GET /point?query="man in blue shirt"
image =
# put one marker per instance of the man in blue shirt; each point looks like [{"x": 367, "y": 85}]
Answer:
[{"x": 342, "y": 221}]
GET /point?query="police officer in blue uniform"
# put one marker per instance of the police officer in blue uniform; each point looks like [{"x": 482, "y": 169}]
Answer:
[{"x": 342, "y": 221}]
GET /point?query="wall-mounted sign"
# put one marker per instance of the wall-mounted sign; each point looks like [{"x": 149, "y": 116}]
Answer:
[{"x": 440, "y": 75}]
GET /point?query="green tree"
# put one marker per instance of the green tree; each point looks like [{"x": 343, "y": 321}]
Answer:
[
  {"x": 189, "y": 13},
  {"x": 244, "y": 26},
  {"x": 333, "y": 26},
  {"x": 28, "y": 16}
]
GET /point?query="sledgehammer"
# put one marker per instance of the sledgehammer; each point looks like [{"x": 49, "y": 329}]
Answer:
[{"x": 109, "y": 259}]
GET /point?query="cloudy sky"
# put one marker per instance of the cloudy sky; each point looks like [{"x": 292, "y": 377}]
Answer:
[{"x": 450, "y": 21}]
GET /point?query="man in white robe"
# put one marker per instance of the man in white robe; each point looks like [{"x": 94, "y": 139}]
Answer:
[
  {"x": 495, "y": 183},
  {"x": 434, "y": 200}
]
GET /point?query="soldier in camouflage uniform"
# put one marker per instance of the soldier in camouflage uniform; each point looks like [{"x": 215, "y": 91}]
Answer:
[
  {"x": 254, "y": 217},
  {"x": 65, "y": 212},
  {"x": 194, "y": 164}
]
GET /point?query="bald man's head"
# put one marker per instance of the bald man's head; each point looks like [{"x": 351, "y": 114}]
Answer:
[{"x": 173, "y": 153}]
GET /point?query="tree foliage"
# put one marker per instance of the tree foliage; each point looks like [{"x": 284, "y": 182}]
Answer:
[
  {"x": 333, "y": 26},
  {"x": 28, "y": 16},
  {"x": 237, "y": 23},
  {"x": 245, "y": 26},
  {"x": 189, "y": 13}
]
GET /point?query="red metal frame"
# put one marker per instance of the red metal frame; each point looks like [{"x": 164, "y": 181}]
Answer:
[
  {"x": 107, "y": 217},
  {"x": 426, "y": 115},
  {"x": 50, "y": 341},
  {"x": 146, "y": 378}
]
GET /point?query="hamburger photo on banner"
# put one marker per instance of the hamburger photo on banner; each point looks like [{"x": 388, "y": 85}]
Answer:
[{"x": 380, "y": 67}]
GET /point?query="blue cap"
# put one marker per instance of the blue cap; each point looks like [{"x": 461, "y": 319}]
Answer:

Task instructions: Reproduce all the records precisely.

Problem solution:
GET /point?query="man in blue shirt"
image =
# put one marker per instance of the man in blue shirt; each point looks like [{"x": 367, "y": 85}]
Answer:
[{"x": 342, "y": 221}]
GET /point?query="police officer in blue uniform"
# put one marker per instance of the police officer in blue uniform; each point looks like [{"x": 482, "y": 169}]
Answer:
[{"x": 342, "y": 221}]
GET /point?query="wall-mounted sign"
# put one marker per instance of the wall-mounted sign; each point looks like [{"x": 149, "y": 116}]
Answer:
[{"x": 440, "y": 75}]
GET /point?query="green tree"
# put one marker per instance of the green tree; each point looks like [{"x": 343, "y": 321}]
Answer:
[
  {"x": 189, "y": 13},
  {"x": 244, "y": 26},
  {"x": 333, "y": 26},
  {"x": 28, "y": 16}
]
GET /point?query="sledgehammer"
# put one marker per instance of the sledgehammer; each point looks like [{"x": 49, "y": 329}]
Answer:
[{"x": 109, "y": 259}]
GET /point?query="cloudy sky"
# put one marker per instance of the cloudy sky; each point looks like [{"x": 292, "y": 377}]
Answer:
[{"x": 450, "y": 21}]
GET /point?query="man in white robe"
# put one marker per instance of the man in white robe; each point looks like [{"x": 94, "y": 139}]
Answer:
[
  {"x": 495, "y": 183},
  {"x": 434, "y": 200}
]
GET /point?query="soldier in camouflage uniform"
# put one marker per instance of the soldier in camouflage uniform; each point looks like [{"x": 215, "y": 91}]
Answer:
[
  {"x": 254, "y": 217},
  {"x": 65, "y": 212},
  {"x": 194, "y": 164}
]
GET /point?query="bald man's head"
# put one marker per instance of the bald man's head; each point looks like [{"x": 351, "y": 114}]
Answer:
[{"x": 173, "y": 153}]
GET /point?query="tree foliage"
# put one marker per instance of the tree foliage; each point looks like [{"x": 284, "y": 182}]
Answer:
[
  {"x": 333, "y": 26},
  {"x": 28, "y": 16},
  {"x": 237, "y": 23},
  {"x": 245, "y": 26},
  {"x": 189, "y": 13}
]
GET /point?query="red metal frame"
# put one marker per instance of the red metal frame; each point looks like [{"x": 164, "y": 181}]
Answer:
[
  {"x": 107, "y": 217},
  {"x": 426, "y": 115},
  {"x": 50, "y": 341},
  {"x": 146, "y": 378}
]
GET /point?query="hamburger photo on banner"
# put one marker per instance of the hamburger photo on banner; each point looks like [{"x": 388, "y": 85}]
Answer:
[{"x": 380, "y": 67}]
GET /point?query="blue cap"
# put one marker per instance of the blue cap; each point looks like [{"x": 461, "y": 319}]
Answer:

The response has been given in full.